Directions>
Copy every line from the one containing "Can you see the blue skirt?" through the one containing "[[513, 458], [375, 507], [705, 375]]", both included, without changing anything.

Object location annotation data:
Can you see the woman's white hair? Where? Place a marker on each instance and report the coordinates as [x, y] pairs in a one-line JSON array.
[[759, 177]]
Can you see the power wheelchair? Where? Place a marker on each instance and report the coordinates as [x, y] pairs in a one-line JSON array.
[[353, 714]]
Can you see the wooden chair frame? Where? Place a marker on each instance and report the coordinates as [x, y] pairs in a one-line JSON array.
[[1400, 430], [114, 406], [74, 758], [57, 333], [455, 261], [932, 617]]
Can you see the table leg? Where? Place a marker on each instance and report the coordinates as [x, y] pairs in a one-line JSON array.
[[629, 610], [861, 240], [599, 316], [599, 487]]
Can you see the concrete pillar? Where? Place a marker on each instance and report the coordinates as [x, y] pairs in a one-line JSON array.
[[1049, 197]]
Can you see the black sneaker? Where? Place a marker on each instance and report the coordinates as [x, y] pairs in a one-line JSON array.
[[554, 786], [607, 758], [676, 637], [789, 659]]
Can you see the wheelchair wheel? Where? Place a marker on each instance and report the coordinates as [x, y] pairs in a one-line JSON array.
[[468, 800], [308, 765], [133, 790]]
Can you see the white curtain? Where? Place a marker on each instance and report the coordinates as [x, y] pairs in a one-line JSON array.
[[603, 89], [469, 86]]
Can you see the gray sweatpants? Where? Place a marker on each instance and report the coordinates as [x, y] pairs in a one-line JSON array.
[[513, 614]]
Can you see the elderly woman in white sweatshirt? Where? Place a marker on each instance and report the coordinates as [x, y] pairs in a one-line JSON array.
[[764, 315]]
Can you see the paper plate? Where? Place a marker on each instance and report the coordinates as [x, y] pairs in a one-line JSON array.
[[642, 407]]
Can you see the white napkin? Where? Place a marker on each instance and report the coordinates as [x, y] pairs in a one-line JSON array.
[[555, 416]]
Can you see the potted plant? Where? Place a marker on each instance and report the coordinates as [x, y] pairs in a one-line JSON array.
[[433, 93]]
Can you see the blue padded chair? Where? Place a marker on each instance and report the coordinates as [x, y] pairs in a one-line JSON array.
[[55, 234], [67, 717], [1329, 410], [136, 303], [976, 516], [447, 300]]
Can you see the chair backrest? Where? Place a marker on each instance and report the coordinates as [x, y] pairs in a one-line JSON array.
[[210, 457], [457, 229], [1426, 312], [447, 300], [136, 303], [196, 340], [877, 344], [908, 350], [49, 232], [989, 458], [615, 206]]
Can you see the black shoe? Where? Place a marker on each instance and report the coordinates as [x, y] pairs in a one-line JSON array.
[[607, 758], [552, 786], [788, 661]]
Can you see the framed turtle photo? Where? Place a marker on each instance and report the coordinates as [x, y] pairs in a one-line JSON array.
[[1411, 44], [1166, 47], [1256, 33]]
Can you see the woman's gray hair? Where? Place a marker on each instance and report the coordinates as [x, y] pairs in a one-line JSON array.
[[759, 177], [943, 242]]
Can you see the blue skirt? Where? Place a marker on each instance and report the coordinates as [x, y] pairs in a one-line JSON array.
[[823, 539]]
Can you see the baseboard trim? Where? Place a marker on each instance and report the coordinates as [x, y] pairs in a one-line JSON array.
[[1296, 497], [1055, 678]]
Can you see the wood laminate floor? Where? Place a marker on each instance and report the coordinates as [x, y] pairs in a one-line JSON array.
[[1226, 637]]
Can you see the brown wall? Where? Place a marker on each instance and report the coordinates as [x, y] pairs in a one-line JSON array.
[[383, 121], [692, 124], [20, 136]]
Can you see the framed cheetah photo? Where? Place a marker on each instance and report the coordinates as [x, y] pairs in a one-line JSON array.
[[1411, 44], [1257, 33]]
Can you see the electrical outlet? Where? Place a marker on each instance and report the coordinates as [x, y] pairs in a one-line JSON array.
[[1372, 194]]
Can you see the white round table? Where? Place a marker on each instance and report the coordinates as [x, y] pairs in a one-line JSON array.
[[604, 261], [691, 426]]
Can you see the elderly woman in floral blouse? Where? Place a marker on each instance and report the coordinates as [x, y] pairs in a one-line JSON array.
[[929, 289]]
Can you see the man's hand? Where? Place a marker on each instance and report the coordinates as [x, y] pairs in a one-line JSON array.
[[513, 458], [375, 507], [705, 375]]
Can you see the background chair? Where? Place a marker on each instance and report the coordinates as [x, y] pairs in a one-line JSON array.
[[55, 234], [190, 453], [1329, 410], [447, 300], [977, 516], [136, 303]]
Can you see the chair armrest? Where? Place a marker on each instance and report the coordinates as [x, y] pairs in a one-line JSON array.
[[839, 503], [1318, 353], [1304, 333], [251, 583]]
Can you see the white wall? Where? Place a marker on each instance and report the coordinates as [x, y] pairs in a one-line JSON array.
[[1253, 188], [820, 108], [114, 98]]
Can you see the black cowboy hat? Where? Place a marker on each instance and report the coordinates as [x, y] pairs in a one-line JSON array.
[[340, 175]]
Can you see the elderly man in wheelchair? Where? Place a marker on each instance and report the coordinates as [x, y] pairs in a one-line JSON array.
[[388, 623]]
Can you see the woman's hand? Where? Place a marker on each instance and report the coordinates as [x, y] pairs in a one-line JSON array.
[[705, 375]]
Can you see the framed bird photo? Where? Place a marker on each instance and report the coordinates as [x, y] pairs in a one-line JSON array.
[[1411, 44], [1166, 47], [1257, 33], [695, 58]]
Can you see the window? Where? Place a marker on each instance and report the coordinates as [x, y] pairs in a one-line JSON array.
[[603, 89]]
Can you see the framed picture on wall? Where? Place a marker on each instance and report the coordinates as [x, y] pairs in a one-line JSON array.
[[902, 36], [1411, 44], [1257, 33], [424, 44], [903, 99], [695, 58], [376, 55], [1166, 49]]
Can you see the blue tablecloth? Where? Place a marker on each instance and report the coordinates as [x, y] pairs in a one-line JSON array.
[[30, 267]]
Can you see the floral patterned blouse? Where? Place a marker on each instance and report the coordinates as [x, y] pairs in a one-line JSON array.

The output>
Can you see the blue skirt? Where? Place a marker on each instance and report the coordinates as [x, y] pairs in a one-line JSON array.
[[823, 539]]
Can you see the baseboard trim? Where? Place a marker on each instance and report the coordinates as [x, y] pairs in a one-line JSON array.
[[1296, 497], [1055, 678]]
Can you see the wood laminate floor? Where? Place a marker on each instance and report the coordinates as [x, y] pairs in a one-line JSON array.
[[1226, 637]]
Can you see the brown wall? Where? Place a marker on each instance and report the coordinates as [x, y] pairs in a one-line JSON array.
[[383, 121], [692, 124], [20, 136]]
Can you see the framed cheetah photo? Where? Place a marker on each instance and report the coordinates as [x, y] pairs in a one-line JSON array.
[[1411, 44], [1257, 33]]
Can you see the electrical outlet? Where? Place a marker on each instance and report the coordinates as [x, y] pairs in a one-line JSON array.
[[1372, 194]]
Can you see the white round table? Where? Place a marker on each instance and report the coordinates as [x, y] pairs in a one-line JSON array.
[[604, 261], [691, 426]]
Can you see the elderly woman in floral blouse? Where? Place a marker on each instance and report the coordinates as [x, y] pairs in a one-line JSON array.
[[929, 289]]
Can you see the man's hand? Where? Place a marker on each instance and report the coordinates as [x, y] pairs in a one-line JSON array.
[[513, 458], [375, 507], [705, 375]]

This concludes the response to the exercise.